- [What is expected]: If a line in the data contains "paving", copy it out.

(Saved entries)
——————————

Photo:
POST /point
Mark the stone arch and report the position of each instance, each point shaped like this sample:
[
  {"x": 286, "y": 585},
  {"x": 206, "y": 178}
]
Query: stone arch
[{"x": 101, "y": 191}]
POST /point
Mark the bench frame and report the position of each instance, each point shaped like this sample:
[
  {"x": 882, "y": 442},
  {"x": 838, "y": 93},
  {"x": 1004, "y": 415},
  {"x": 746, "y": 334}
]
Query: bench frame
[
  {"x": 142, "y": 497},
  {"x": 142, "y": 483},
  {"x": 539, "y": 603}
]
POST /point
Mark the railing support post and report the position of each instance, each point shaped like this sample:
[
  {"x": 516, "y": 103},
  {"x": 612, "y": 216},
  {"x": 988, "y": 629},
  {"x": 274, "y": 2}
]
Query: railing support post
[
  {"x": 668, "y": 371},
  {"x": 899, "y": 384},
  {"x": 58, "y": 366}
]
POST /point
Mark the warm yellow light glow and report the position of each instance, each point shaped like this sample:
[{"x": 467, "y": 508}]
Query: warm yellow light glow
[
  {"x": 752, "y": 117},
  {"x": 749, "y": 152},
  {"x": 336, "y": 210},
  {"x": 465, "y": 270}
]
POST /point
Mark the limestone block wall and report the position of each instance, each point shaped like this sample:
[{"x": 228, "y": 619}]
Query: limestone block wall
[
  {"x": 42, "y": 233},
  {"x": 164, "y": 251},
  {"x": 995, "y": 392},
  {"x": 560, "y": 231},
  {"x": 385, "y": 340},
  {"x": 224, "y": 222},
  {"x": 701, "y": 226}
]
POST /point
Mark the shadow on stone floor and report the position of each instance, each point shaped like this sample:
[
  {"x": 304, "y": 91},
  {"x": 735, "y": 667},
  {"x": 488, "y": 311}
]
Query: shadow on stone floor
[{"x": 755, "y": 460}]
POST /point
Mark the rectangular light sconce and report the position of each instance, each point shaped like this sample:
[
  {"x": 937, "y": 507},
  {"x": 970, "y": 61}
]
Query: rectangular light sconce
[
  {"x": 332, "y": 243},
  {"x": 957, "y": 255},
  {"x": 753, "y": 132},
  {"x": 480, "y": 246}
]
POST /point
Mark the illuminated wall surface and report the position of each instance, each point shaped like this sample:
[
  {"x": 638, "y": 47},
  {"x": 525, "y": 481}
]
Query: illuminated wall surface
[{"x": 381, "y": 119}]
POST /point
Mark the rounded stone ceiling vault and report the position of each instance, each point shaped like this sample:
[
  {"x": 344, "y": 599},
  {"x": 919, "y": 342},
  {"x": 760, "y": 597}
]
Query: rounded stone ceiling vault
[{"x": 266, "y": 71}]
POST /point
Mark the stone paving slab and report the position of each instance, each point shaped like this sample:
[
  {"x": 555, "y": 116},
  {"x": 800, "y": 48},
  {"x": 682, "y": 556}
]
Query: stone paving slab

——————————

- [Solution for this problem]:
Mark the stone paving slab and report the position of each instance, each point shaped like this sample:
Query: stone paving slab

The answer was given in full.